__EXTRACT__:
+++

If you and a relative have tested your DNA at different companies, you can compare your results at a free third party site – GEDmatch.com – which also has many additional, useful tools for analyzing your DNA and looking at match lists. Learning to use those tools may take some time as they are not intuitive, so I am writing this post to help a friend, Barbara, start to use them.

The GEDmatch site can be intimidating for the less computer savvy. Like most any place on the web, you have to register by creating a username (your email) and password . Click here for more details on registering in my GEDmatch Basics presentation starting on slide 2. Please do not be put off by the extensive new Terms of Service you have to agree to. GEDmatch has to meet the current EU requirements plus they need to warn you that your DNA could be used to identify a victim or catch a criminal among your relatives.

+++

__ENTRIES SHOWN__:

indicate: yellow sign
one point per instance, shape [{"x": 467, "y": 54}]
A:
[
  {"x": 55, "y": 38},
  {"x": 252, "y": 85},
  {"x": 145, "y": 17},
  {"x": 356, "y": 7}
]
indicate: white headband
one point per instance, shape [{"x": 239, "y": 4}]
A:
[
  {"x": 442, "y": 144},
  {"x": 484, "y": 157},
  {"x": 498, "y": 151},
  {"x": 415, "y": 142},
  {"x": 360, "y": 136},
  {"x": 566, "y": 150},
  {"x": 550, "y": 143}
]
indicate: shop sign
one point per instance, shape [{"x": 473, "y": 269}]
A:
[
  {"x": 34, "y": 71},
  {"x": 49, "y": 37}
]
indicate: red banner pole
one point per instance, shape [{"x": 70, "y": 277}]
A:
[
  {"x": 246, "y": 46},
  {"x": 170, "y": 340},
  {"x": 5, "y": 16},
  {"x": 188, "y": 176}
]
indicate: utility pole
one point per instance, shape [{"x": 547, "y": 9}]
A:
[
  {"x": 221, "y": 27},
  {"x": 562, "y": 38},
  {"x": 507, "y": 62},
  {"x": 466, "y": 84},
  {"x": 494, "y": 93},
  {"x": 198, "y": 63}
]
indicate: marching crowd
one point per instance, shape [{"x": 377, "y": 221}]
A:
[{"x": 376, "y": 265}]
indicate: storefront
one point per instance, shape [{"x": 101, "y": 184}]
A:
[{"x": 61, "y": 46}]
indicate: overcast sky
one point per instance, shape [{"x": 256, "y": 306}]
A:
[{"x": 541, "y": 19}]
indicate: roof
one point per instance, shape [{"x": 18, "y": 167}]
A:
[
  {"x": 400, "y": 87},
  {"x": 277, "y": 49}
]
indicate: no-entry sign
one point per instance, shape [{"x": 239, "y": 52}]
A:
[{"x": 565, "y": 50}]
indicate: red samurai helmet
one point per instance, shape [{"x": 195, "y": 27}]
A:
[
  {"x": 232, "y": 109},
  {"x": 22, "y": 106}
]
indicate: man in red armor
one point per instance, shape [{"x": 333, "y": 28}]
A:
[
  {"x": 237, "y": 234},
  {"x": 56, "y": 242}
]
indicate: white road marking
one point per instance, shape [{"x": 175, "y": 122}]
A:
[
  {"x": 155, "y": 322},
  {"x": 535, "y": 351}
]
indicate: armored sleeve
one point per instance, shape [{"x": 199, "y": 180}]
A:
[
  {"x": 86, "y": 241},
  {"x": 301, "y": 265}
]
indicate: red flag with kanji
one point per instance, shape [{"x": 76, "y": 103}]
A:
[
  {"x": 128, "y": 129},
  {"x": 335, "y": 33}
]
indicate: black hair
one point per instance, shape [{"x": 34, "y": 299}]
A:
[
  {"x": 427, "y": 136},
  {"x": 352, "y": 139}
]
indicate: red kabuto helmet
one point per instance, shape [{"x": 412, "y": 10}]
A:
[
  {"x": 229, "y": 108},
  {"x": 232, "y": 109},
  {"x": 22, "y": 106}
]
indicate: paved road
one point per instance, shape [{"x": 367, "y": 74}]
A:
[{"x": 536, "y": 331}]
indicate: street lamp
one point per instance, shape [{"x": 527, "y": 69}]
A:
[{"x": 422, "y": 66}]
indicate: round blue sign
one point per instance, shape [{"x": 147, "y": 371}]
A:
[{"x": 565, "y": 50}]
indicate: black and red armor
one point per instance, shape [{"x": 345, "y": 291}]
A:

+++

__WHAT YOU NEED TO DO__:
A – Rewrite the GEDmatch post between "The GEDmatch site" and "among your relatives.", inclusive, swapping "Terms of Service" for "User Agreement".
B – According to the GEDmatch post, what serves as your username when you register on the site?

__ANSWERS BELOW__:
A –
The GEDmatch site can be intimidating for the less computer savvy. Like most any place on the web, you have to register by creating a username (your email) and password . Click here for more details on registering in my GEDmatch Basics presentation starting on slide 2. Please do not be put off by the extensive new User Agreement you have to agree to. GEDmatch has to meet the current EU requirements plus they need to warn you that your DNA could be used to identify a victim or catch a criminal among your relatives.

B – Your email.